TASK DESCRIPTION: Using the entries that follow, establish how many lines contain the word "water" and give only that figure.
Top of MATERIAL SUPPLIED
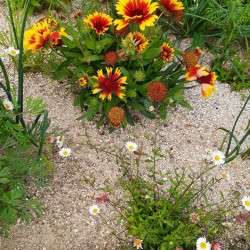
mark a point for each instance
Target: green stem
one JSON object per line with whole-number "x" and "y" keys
{"x": 13, "y": 24}
{"x": 7, "y": 81}
{"x": 8, "y": 93}
{"x": 45, "y": 122}
{"x": 20, "y": 67}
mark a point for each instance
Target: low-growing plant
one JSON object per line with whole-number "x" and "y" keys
{"x": 19, "y": 169}
{"x": 222, "y": 26}
{"x": 23, "y": 163}
{"x": 118, "y": 61}
{"x": 169, "y": 208}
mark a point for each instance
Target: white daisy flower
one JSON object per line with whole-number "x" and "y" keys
{"x": 246, "y": 202}
{"x": 94, "y": 210}
{"x": 8, "y": 104}
{"x": 12, "y": 51}
{"x": 218, "y": 157}
{"x": 202, "y": 244}
{"x": 138, "y": 243}
{"x": 226, "y": 176}
{"x": 131, "y": 146}
{"x": 59, "y": 141}
{"x": 65, "y": 152}
{"x": 50, "y": 139}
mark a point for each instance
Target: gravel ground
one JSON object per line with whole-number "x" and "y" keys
{"x": 66, "y": 222}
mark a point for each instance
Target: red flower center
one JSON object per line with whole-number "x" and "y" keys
{"x": 108, "y": 85}
{"x": 136, "y": 12}
{"x": 98, "y": 26}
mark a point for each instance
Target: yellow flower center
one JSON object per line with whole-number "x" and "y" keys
{"x": 137, "y": 242}
{"x": 247, "y": 203}
{"x": 13, "y": 52}
{"x": 203, "y": 245}
{"x": 217, "y": 157}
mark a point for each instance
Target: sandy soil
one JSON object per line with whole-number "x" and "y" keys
{"x": 66, "y": 222}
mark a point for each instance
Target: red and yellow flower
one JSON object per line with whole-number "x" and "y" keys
{"x": 99, "y": 21}
{"x": 167, "y": 53}
{"x": 207, "y": 84}
{"x": 204, "y": 77}
{"x": 140, "y": 11}
{"x": 195, "y": 72}
{"x": 172, "y": 5}
{"x": 109, "y": 84}
{"x": 42, "y": 35}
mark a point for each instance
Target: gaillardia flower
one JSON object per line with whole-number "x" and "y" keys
{"x": 195, "y": 72}
{"x": 190, "y": 58}
{"x": 202, "y": 244}
{"x": 111, "y": 57}
{"x": 109, "y": 84}
{"x": 99, "y": 21}
{"x": 83, "y": 81}
{"x": 167, "y": 53}
{"x": 157, "y": 91}
{"x": 12, "y": 51}
{"x": 43, "y": 35}
{"x": 140, "y": 11}
{"x": 207, "y": 84}
{"x": 116, "y": 116}
{"x": 139, "y": 40}
{"x": 172, "y": 5}
{"x": 138, "y": 243}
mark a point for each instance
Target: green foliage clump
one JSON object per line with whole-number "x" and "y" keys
{"x": 168, "y": 210}
{"x": 20, "y": 169}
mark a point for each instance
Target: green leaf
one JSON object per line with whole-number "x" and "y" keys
{"x": 61, "y": 74}
{"x": 152, "y": 53}
{"x": 131, "y": 93}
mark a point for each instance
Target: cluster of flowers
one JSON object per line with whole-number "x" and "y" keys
{"x": 122, "y": 67}
{"x": 201, "y": 244}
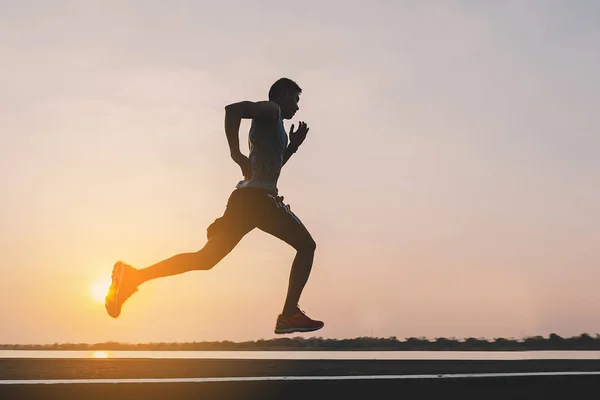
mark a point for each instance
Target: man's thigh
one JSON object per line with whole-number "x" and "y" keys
{"x": 277, "y": 219}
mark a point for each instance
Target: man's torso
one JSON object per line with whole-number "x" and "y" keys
{"x": 267, "y": 141}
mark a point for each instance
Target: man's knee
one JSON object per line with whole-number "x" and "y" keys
{"x": 307, "y": 244}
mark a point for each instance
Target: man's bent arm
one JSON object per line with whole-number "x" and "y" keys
{"x": 234, "y": 113}
{"x": 287, "y": 154}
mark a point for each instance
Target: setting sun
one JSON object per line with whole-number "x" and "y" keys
{"x": 99, "y": 289}
{"x": 100, "y": 354}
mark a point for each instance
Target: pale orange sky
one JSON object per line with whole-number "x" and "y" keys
{"x": 451, "y": 175}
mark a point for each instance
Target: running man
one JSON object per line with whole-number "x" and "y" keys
{"x": 254, "y": 203}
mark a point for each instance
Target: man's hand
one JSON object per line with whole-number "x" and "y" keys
{"x": 244, "y": 163}
{"x": 297, "y": 137}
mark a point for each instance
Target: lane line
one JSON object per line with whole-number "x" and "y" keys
{"x": 290, "y": 378}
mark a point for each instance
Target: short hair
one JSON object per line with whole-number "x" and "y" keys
{"x": 282, "y": 86}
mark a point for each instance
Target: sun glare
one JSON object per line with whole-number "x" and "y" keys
{"x": 99, "y": 289}
{"x": 100, "y": 354}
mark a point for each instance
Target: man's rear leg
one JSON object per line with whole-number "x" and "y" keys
{"x": 126, "y": 279}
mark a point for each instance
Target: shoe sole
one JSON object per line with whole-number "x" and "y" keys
{"x": 118, "y": 287}
{"x": 292, "y": 330}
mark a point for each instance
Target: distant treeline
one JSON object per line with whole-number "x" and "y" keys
{"x": 552, "y": 342}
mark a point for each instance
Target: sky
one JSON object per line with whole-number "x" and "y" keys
{"x": 450, "y": 177}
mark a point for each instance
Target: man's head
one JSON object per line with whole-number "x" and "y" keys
{"x": 286, "y": 93}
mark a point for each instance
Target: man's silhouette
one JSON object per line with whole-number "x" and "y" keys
{"x": 254, "y": 203}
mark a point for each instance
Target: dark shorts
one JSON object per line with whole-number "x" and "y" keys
{"x": 249, "y": 208}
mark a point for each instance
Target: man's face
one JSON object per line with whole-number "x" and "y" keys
{"x": 289, "y": 105}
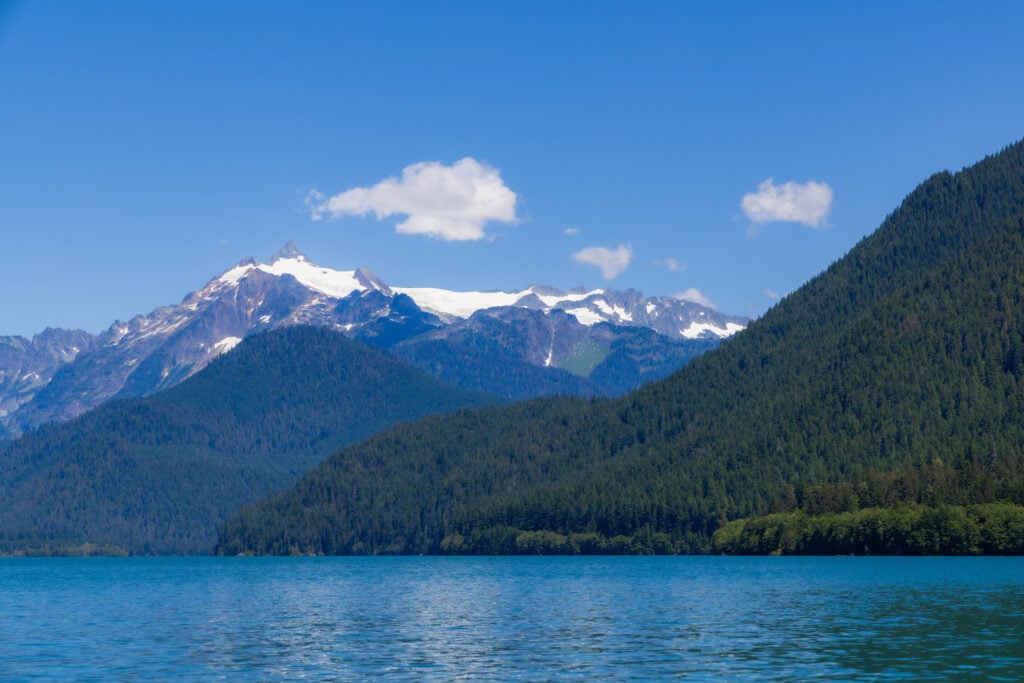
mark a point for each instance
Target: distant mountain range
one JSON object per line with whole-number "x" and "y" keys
{"x": 895, "y": 378}
{"x": 514, "y": 344}
{"x": 158, "y": 475}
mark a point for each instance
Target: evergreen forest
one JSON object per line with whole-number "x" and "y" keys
{"x": 906, "y": 352}
{"x": 158, "y": 475}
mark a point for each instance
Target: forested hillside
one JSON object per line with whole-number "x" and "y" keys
{"x": 907, "y": 349}
{"x": 160, "y": 474}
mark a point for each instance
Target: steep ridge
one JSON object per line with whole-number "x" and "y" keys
{"x": 158, "y": 350}
{"x": 159, "y": 474}
{"x": 905, "y": 350}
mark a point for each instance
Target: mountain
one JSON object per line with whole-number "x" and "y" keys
{"x": 60, "y": 375}
{"x": 28, "y": 365}
{"x": 159, "y": 474}
{"x": 907, "y": 350}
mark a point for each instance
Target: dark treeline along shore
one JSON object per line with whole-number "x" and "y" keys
{"x": 887, "y": 389}
{"x": 159, "y": 475}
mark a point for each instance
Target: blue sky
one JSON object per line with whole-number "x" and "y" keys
{"x": 146, "y": 146}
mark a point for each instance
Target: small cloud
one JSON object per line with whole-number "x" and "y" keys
{"x": 451, "y": 203}
{"x": 672, "y": 264}
{"x": 611, "y": 261}
{"x": 694, "y": 296}
{"x": 807, "y": 204}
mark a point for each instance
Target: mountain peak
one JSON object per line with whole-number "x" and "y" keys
{"x": 289, "y": 251}
{"x": 367, "y": 279}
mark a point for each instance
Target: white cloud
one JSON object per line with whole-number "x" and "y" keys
{"x": 694, "y": 296}
{"x": 451, "y": 203}
{"x": 792, "y": 202}
{"x": 610, "y": 261}
{"x": 672, "y": 264}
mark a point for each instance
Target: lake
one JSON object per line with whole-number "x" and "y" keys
{"x": 501, "y": 619}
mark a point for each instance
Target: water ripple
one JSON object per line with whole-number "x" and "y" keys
{"x": 512, "y": 619}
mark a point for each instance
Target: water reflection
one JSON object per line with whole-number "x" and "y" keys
{"x": 513, "y": 619}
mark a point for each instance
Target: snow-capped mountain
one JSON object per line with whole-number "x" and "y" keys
{"x": 59, "y": 374}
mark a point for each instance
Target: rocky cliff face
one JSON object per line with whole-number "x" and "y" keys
{"x": 553, "y": 341}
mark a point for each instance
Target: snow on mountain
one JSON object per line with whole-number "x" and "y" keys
{"x": 59, "y": 376}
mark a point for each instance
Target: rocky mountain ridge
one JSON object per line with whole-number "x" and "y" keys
{"x": 555, "y": 338}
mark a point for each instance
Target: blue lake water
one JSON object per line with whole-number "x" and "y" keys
Bottom of MATERIAL SUPPLIED
ANSWER AREA: 3